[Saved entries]
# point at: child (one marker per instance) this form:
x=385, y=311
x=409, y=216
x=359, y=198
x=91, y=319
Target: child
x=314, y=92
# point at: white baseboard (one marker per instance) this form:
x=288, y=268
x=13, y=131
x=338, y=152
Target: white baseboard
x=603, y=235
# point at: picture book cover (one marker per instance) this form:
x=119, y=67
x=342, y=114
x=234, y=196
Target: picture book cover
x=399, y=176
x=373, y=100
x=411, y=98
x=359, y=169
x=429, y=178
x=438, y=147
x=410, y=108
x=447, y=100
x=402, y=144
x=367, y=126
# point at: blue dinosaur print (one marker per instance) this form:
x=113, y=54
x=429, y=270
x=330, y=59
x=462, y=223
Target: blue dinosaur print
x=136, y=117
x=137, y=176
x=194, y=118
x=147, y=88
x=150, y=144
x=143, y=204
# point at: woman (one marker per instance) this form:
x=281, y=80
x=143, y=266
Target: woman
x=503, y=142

* * *

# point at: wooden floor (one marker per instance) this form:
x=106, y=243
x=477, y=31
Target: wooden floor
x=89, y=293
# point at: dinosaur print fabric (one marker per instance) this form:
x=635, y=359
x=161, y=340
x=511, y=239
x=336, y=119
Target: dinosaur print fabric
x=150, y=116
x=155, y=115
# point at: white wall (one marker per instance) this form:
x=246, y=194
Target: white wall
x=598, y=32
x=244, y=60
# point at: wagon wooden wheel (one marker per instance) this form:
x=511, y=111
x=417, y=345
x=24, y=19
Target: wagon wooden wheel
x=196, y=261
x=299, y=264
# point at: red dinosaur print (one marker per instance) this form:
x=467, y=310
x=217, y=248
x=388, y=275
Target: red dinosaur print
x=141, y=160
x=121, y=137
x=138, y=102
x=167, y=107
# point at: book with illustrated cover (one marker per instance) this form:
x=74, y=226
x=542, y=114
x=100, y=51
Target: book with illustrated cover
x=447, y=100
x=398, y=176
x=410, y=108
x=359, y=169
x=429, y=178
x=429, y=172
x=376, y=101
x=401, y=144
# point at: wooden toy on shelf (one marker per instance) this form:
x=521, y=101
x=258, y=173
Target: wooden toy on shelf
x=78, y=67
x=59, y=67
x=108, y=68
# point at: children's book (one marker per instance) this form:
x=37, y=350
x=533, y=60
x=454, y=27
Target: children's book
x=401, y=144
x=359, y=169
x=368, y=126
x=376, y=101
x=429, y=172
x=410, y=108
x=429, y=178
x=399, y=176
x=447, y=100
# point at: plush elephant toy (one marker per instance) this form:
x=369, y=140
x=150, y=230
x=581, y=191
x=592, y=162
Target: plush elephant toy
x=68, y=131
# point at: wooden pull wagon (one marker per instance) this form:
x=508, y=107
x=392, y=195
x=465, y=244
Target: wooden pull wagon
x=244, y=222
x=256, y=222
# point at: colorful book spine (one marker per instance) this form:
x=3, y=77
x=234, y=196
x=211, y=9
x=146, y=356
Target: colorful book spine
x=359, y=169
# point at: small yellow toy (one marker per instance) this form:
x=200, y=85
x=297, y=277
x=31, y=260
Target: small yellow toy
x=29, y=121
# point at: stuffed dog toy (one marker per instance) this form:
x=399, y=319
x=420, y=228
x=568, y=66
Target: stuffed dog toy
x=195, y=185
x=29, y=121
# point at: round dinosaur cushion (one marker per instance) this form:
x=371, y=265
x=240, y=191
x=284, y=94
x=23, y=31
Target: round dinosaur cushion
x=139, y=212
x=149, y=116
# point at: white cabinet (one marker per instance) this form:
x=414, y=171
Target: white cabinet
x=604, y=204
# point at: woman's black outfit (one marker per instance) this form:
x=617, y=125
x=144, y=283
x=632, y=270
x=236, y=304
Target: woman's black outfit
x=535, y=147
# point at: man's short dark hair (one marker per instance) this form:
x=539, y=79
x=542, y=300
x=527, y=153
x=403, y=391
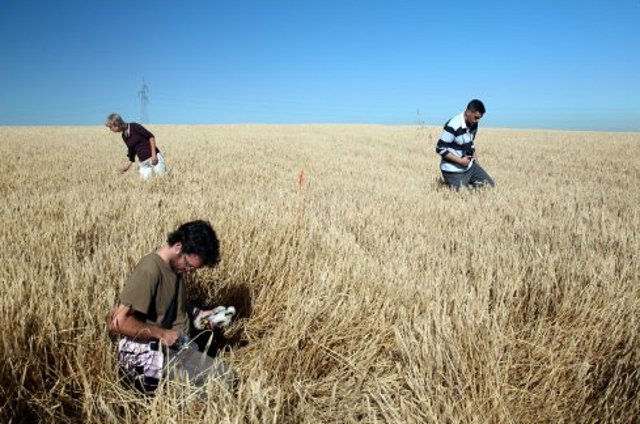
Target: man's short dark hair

Task to complete: Only the number of lines above that contain "dark" should be given as the answer.

Written solution: 2